TASK DIRECTIONS - Set down, word for word, the stretch of the hydrogen truck article from "South African President" through "of 510 tonnes.".

South African President Cyril Ramaphosa has overseen the launch of massive hydrogen-powered trucks at a mine in Limpopo today.
Anglo American has launched the nuGen truck, which will run on hydrogen fuel cell and a battery pack. The ultra-class truck – the largest such vehicle in operation – will be able to carry 290 tonnes of load. The truck itself weighs 220 tonnes, giving a total laden weight of 510 tonnes.
The truck is debuting at the Mogalakwena PGM mine in Mokopane.
“It’s a smart step for Anglo American but a giant leap for South Africa’s hydrogen economy as we move into the future,” said Ramaphosa at the event. “We are making history right here.”
Anglo American made pledges to assist South Africa to achieve a cleaner energy future at the South Africa Investment Conference. The launch of this hydrogen truck will go some way in meeting its commitments.
Ramaphosa will oversee a demonstration of the nuGen truck and then tour Anglo American’s site. He will visit the mining company’s hydrogen complex, which has the largest electrolyser in Africa.

INFORMATION SUPPLIED -

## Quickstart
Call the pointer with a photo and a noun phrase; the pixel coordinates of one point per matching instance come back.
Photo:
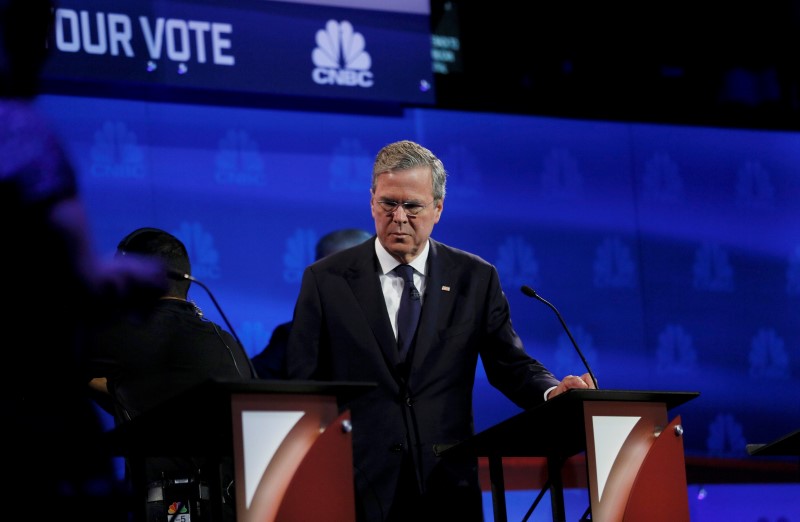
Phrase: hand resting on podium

COMPLETED TASK -
South African President Cyril Ramaphosa has overseen the launch of massive hydrogen-powered trucks at a mine in Limpopo today.
Anglo American has launched the nuGen truck, which will run on hydrogen fuel cell and a battery pack. The ultra-class truck – the largest such vehicle in operation – will be able to carry 290 tonnes of load. The truck itself weighs 220 tonnes, giving a total laden weight of 510 tonnes.